__Task statement__: Copy the records below line for line, leaving out the pictures.

# Start of Supplied material

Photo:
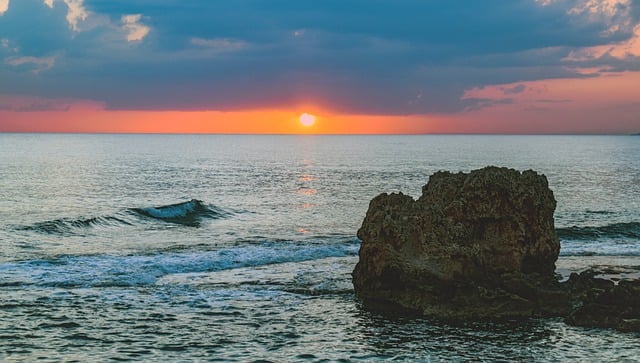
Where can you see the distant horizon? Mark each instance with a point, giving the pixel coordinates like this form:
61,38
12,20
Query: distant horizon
314,134
317,67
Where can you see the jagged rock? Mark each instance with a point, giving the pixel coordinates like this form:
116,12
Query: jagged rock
480,245
473,245
601,303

# End of Supplied material

__Solved problem__:
Photo:
Where can you see the distant horizon? Mark each instance with a point, giving the pixel coordinates like this form:
61,38
12,20
Query: distant horizon
314,134
317,67
Where can you see the jagged rock? Mark each instance with a point, giving the pixel coordinates like this form:
116,12
Query: jagged rock
480,245
473,245
601,303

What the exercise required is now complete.